'''

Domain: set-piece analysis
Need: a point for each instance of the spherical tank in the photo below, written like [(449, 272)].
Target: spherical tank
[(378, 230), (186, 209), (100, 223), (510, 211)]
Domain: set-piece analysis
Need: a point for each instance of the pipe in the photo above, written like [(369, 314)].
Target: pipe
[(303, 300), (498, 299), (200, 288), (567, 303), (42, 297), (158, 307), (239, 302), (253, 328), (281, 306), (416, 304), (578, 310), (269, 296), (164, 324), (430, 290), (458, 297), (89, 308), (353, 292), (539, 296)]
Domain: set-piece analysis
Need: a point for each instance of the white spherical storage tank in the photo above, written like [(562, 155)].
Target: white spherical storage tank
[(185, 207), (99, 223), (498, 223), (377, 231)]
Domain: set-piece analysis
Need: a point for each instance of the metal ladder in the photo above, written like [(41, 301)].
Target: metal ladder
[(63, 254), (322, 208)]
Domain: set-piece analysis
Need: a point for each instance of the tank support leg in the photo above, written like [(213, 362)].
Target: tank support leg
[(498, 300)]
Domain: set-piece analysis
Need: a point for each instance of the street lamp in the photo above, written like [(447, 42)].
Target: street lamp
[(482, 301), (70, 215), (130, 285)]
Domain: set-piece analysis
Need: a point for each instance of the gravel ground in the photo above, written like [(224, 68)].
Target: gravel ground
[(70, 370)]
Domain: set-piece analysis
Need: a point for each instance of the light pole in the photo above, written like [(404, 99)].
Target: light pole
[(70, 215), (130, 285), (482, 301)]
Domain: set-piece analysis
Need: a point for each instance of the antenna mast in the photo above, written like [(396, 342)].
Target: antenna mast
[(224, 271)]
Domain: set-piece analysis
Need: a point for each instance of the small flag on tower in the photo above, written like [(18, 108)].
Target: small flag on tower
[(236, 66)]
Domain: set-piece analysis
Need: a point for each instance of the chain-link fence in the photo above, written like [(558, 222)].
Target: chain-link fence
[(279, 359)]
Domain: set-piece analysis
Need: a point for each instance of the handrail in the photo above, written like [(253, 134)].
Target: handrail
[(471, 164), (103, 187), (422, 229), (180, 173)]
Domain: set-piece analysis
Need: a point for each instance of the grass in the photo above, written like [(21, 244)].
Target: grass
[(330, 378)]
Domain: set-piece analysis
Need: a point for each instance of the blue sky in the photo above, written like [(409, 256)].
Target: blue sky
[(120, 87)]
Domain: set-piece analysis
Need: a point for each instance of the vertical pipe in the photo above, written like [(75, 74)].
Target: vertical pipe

'''

Filter the records above for lines containing the word "vertical", and copy those lines.

_Task answer_:
Need: a point for each instance of the vertical pipe in the photo above, written like [(75, 74)].
Target: vertical pipe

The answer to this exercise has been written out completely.